Excerpt provided ▸
Start of Block

The Advisory Council consisted of representatives of industry, labor, and social welfare, and its chairman was the President of the University of North Carolina. It met at the White House on Nov. 14, 1934, and was addressed by the President, who told them that,

"At this time, we are deciding on long-term objectives. We are developing a plan of administration into which can be fitted the various parts of the security program when it is timely to do so. We cannot work miracles or solve all our problems at once. What we can do is to lay a sound foundation on which we can build a structure to give a greater measure of safety and happiness to the individual than any we have ever known. In this task you can greatly help."

By Jan. 17, 1935, the recommendations of the Committee and Council were ready, and were submitted to Congress along with a message from the President, entitled "A Greater Future Economic Security of the American People." In it, Roosevelt recommended legislation to provide unemployment compensation, old-age benefits, Federal aid to dependent children, and additional Federal aid to state and local public-health agencies and the strengthening of the Federal Public Health Service. The Social Security Act, as passed, also dealt with maternal and child-welfare services, aid to the blind, and vocational rehabilitation.

Upon signing the legislation on Aug. 14, President Roosevelt made the following statement:

"Today a hope of many years' standing is in large part fulfilled. The civilization of the past hundred years, with its startling industrial changes, has tended more and more to make life insecure. Young people have come to wonder what would be their lot when they came to old age. The man with a job has wondered how long the job would last.

"This Social Security measure gives at least some protection to 30 millions of our citizens who will reap direct benefits through unemployment compensation, through old-age pensions, and through increased services for the protection of children, and the prevention of ill health.

"We can never insure 100% of the population against 100% of the hazards and vicissitudes of life, but we have tried to frame a law which will give some measure of protection to the average citizen and to his family against the loss of a job and against poverty-ridden old age.

End of Block

Task list ▸
(1) Summarize the excerpt on the Social Security Act in two sentences.
(2) Copy the passage from the excerpt on the Social Security Act, starting at "Upon signing the" and ending at "job would last.".
The items after this excerpt come from a different source.

Information given ▸
Start of Block

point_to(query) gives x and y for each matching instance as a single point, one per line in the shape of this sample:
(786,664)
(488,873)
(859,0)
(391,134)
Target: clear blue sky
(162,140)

End of Block

Answers by task ▸
(1) The Advisory Council met at the White House on Nov. 14, 1934, where the President told its members they were laying a sound foundation for long-term security objectives. The recommendations went to Congress on Jan. 17, 1935, with a presidential message, and when Roosevelt signed the Social Security Act on Aug. 14, he said it would give some protection to 30 millions of citizens through unemployment compensation, old-age pensions, and increased services for protecting children and preventing ill health.

(2)
Upon signing the legislation on Aug. 14, President Roosevelt made the following statement:

"Today a hope of many years' standing is in large part fulfilled. The civilization of the past hundred years, with its startling industrial changes, has tended more and more to make life insecure. Young people have come to wonder what would be their lot when they came to old age. The man with a job has wondered how long the job would last.